[Dataset excerpts on object pointing]
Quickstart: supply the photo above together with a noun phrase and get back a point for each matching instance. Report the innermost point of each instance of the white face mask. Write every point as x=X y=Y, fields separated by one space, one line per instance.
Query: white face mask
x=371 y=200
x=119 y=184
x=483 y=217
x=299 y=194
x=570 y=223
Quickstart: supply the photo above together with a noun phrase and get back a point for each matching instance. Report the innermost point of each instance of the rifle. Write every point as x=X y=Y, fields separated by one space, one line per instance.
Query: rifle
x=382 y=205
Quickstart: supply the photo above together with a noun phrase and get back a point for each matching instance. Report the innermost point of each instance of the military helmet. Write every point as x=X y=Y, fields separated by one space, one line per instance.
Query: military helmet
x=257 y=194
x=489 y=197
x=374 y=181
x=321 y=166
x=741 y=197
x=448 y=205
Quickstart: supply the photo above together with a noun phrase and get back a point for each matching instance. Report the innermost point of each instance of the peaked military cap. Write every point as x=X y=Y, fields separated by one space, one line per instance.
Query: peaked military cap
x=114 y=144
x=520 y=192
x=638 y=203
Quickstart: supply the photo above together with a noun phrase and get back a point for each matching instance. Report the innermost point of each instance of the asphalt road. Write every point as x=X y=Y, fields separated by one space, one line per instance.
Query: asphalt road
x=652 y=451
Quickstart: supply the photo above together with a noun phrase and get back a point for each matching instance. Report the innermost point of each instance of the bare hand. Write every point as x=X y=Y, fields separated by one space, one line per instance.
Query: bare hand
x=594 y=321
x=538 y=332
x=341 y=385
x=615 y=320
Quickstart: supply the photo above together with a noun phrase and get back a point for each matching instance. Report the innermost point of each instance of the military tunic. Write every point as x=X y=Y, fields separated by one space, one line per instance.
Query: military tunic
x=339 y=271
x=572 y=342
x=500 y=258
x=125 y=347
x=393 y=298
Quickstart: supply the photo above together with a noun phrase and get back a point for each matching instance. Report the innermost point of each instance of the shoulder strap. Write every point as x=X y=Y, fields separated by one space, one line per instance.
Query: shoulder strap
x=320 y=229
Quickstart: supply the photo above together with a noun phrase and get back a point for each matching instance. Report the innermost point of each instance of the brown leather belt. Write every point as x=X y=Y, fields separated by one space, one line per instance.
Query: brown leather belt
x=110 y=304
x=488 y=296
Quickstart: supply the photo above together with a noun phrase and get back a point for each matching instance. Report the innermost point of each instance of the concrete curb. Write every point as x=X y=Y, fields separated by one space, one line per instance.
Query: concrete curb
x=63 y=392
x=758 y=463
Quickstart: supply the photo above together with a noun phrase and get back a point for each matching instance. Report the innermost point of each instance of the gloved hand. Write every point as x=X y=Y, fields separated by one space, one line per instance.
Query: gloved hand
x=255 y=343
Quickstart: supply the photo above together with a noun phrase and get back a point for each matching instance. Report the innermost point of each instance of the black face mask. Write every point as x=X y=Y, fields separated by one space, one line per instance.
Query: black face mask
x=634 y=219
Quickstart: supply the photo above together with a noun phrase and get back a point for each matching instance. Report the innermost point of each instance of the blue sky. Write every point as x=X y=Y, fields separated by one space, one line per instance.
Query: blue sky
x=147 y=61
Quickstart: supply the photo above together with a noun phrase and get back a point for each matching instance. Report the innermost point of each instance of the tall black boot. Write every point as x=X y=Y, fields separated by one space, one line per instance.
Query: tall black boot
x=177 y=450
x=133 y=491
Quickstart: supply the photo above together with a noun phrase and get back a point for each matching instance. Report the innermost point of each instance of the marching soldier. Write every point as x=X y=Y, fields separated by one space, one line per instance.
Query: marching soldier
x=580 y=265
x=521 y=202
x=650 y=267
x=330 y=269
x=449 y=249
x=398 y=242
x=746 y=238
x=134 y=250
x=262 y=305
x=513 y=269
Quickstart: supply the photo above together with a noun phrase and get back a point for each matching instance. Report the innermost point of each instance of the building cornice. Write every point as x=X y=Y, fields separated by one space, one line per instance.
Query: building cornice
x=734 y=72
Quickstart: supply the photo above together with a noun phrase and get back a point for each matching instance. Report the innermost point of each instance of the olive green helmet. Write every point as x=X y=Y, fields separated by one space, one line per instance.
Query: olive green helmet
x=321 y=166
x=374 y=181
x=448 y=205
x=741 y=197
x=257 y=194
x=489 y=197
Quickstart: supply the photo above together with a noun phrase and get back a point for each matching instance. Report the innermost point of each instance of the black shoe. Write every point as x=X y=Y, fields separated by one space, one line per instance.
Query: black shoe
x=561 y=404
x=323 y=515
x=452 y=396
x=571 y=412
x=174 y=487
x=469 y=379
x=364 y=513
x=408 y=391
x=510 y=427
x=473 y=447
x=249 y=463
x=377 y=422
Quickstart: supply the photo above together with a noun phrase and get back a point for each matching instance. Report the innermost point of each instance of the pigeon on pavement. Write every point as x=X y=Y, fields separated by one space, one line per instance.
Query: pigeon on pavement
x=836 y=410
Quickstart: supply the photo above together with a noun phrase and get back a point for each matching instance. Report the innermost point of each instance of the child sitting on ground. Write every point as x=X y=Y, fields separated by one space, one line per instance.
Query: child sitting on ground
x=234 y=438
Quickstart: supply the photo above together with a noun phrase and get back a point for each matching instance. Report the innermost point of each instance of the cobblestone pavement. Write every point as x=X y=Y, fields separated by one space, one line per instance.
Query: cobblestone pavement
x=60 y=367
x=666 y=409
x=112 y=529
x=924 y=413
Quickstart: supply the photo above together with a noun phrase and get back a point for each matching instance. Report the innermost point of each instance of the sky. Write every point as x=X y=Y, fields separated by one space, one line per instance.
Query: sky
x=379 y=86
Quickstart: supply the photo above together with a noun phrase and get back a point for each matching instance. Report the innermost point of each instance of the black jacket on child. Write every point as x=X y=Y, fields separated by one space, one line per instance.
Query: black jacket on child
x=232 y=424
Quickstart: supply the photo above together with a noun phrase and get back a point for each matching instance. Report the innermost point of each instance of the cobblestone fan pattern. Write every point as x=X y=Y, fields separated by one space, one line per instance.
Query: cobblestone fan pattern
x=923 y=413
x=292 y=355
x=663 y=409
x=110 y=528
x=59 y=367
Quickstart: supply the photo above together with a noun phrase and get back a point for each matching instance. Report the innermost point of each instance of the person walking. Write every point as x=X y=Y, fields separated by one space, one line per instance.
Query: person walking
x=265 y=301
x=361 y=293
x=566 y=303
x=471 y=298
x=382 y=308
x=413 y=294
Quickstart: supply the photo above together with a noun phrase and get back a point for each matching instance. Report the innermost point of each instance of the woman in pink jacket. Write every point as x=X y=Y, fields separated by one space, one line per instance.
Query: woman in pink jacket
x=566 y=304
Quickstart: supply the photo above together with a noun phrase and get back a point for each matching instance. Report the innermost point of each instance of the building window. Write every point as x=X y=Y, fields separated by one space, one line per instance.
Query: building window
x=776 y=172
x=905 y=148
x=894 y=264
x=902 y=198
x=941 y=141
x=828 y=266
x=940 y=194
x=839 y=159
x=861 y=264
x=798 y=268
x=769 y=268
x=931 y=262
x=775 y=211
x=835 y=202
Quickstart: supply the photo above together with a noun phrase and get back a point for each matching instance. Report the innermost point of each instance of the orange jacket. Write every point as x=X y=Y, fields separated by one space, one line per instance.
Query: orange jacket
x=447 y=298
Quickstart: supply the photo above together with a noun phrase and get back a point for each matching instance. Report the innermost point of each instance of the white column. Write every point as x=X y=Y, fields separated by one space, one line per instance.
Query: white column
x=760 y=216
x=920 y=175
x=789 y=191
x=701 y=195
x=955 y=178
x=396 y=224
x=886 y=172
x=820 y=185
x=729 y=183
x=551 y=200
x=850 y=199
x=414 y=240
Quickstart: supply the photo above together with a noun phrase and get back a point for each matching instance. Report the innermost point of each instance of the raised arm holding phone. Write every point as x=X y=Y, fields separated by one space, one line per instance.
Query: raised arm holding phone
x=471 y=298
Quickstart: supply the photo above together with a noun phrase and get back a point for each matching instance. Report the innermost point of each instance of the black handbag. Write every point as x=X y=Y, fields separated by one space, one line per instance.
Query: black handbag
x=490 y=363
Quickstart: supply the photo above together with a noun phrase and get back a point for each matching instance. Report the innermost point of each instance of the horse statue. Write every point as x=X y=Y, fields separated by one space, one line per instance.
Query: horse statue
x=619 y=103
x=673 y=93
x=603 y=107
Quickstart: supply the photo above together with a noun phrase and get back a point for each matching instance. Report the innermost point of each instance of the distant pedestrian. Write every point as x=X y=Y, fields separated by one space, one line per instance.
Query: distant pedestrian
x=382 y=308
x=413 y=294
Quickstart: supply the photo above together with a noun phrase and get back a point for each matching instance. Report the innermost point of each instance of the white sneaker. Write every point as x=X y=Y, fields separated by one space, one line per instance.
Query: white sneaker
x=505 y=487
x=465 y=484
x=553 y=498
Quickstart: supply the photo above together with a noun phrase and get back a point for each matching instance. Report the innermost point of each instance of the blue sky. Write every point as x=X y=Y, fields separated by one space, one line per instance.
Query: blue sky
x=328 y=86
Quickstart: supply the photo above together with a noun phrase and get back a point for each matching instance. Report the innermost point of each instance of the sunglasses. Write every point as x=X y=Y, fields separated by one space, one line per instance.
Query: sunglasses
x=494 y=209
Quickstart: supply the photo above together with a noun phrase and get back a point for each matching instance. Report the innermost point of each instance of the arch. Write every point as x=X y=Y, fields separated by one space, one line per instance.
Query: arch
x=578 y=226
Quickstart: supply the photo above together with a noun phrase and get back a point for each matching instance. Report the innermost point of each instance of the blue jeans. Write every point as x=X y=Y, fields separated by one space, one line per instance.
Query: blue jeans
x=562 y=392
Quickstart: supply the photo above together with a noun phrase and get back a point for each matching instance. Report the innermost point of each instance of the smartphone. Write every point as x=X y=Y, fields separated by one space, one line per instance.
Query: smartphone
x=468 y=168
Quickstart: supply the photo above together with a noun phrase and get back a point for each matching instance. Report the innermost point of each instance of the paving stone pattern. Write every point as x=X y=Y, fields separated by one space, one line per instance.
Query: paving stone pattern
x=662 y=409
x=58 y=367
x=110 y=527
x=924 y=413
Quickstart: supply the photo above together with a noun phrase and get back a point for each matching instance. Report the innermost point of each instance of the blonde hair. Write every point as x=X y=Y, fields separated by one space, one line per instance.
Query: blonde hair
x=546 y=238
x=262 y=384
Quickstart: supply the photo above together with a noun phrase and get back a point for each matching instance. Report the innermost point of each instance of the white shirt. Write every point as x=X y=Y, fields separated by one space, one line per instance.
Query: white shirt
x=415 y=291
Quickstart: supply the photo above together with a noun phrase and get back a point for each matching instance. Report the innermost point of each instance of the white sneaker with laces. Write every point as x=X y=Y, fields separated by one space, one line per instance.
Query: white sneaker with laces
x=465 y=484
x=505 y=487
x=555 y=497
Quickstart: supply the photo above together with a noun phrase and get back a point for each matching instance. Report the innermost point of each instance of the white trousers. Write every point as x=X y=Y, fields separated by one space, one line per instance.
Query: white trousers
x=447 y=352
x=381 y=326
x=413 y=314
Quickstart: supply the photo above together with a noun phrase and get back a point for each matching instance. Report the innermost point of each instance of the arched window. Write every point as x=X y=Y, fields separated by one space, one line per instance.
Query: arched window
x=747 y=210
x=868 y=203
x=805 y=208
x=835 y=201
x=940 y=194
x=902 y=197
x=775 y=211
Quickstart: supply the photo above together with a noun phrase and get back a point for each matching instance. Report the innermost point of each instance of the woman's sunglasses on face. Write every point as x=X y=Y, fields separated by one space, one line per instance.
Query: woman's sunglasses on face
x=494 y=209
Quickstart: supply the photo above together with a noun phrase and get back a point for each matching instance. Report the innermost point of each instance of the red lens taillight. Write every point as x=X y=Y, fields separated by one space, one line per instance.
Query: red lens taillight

- _DIRECTION_
Reproduce verbatim the lines in the records above, beginning at the line containing "the white sneaker." and stopping after the line containing "x=553 y=498".

- _RESPONSE TO THIS EXERCISE_
Quickstart: supply the photo above together with a noun phrase and get back a point for each matching instance. Report the innermost point of each instance of the white sneaker. Write every point as x=X y=Y, fields separated by one space, one line per instance.
Query: white sneaker
x=505 y=487
x=465 y=484
x=553 y=498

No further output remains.